- Exercise goal:
Reproduce word for word the lines below, from the one that contains "As a warehouse robot's perception module, locate man's face" through the one that contains "168, 148, 242, 227", including both of those lines.

* Start *

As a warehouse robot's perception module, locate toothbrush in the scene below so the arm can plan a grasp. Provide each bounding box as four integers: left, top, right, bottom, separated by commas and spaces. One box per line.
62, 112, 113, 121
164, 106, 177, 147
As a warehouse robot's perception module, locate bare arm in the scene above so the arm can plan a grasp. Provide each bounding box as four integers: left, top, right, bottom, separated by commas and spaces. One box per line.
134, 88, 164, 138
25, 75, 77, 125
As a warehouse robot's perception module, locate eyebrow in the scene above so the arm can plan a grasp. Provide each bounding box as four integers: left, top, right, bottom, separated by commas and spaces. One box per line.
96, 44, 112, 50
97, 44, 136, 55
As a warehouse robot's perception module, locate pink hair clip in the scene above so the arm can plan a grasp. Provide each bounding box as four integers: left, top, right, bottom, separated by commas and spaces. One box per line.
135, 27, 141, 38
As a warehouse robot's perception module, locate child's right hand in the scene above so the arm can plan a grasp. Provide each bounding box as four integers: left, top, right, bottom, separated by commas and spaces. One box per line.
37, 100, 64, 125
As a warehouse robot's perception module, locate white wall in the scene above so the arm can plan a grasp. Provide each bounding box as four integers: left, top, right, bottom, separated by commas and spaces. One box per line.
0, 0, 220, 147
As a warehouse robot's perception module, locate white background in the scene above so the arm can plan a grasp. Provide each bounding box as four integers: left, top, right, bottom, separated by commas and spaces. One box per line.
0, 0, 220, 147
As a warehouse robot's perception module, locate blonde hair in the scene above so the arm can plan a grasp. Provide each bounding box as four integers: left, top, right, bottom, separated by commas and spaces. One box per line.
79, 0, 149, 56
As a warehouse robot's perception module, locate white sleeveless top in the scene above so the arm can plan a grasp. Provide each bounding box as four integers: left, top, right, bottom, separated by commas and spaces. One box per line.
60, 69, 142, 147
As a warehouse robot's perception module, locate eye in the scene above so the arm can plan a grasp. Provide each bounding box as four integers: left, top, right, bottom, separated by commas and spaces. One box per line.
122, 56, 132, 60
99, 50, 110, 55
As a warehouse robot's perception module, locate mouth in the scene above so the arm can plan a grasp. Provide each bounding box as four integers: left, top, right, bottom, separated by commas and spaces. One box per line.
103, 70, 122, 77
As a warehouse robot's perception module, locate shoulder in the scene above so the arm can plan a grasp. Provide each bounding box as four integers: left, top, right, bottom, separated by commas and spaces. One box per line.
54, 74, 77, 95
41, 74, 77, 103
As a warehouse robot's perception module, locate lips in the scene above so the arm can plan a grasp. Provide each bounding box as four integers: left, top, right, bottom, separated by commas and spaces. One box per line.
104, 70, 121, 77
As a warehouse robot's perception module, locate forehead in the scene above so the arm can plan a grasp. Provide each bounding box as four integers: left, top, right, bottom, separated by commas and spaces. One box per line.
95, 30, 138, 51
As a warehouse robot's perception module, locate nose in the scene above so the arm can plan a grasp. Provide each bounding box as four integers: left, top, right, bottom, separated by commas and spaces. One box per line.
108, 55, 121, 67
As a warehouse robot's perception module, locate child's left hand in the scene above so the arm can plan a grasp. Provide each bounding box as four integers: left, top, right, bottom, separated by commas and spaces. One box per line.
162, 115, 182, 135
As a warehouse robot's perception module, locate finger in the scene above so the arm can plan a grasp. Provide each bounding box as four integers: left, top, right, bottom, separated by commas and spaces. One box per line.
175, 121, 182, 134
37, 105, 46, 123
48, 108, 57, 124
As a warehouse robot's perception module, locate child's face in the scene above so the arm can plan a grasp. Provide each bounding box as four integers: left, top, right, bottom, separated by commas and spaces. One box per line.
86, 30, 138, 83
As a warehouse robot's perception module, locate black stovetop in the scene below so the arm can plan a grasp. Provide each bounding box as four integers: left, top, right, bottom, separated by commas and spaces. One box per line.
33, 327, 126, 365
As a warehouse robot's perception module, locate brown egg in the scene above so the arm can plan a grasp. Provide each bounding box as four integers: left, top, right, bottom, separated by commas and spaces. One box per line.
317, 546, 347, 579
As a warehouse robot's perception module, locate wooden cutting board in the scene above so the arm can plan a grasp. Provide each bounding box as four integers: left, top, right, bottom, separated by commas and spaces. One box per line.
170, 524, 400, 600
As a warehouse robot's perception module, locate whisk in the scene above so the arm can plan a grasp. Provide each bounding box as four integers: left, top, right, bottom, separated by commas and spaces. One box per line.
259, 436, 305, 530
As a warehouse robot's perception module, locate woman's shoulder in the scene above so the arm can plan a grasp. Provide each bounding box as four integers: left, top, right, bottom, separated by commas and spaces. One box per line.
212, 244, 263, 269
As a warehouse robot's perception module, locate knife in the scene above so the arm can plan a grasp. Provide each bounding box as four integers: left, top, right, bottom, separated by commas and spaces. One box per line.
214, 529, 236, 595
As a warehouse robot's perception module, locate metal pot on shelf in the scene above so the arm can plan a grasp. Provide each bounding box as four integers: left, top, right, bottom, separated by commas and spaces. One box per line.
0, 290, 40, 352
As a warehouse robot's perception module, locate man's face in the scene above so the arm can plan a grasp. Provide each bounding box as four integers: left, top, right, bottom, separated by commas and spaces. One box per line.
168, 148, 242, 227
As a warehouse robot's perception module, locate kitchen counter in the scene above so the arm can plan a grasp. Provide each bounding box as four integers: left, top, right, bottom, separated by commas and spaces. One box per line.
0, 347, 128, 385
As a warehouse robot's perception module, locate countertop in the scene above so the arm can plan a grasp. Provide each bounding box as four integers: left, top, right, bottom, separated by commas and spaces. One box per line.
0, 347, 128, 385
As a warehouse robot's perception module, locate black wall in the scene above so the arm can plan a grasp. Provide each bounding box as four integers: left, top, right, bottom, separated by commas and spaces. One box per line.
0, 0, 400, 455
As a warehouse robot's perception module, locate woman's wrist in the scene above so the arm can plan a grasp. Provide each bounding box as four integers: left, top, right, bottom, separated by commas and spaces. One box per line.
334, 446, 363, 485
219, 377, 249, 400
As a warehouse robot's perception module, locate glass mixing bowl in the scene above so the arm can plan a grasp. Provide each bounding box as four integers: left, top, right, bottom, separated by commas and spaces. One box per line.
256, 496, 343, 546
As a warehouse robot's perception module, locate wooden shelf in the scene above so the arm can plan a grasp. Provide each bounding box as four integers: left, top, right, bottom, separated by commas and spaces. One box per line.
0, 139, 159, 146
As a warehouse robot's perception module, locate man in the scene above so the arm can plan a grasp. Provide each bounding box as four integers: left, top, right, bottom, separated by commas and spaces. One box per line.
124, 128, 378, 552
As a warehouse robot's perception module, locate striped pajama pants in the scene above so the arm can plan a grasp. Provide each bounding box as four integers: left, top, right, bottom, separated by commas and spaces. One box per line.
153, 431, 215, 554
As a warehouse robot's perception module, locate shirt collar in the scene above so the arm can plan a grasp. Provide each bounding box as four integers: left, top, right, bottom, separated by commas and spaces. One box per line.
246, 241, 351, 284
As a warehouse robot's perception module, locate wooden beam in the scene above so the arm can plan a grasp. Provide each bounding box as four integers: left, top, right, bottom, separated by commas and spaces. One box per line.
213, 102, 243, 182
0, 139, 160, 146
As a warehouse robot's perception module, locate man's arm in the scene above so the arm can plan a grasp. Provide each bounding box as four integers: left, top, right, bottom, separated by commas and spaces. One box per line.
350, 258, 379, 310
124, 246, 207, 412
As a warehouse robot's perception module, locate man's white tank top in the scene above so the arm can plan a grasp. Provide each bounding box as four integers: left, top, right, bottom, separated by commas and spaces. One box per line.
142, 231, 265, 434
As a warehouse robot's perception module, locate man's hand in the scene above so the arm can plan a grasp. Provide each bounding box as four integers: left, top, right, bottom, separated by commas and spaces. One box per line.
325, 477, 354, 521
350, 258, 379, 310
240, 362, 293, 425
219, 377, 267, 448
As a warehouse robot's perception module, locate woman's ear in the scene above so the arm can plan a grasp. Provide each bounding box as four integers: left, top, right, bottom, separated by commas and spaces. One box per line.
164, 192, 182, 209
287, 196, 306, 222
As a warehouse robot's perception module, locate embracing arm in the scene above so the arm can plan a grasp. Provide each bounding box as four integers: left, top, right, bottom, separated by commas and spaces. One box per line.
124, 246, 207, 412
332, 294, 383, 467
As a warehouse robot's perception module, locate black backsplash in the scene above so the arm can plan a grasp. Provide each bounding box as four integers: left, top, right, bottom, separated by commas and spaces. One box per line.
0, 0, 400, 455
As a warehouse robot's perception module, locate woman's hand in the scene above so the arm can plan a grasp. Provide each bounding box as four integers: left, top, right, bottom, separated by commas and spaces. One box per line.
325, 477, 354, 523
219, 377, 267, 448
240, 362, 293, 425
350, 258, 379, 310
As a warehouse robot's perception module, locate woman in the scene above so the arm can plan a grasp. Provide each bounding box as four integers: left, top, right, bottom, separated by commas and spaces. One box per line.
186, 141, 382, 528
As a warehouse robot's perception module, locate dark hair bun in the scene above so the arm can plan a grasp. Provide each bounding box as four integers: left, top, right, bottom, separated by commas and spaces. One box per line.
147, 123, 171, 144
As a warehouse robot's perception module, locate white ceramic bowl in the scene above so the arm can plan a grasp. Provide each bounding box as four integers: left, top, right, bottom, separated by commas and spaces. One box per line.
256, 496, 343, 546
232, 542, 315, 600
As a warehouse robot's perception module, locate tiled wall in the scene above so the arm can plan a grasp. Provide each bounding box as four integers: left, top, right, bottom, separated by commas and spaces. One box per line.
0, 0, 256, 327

* End *

- Reply:
As a warehouse robot's perception module, locate man's face in the scene above so the arm can plan a grasp. Provide each bounding box as four integers: left, top, right, bottom, separated by commas and spaces. One box per line.
168, 148, 242, 227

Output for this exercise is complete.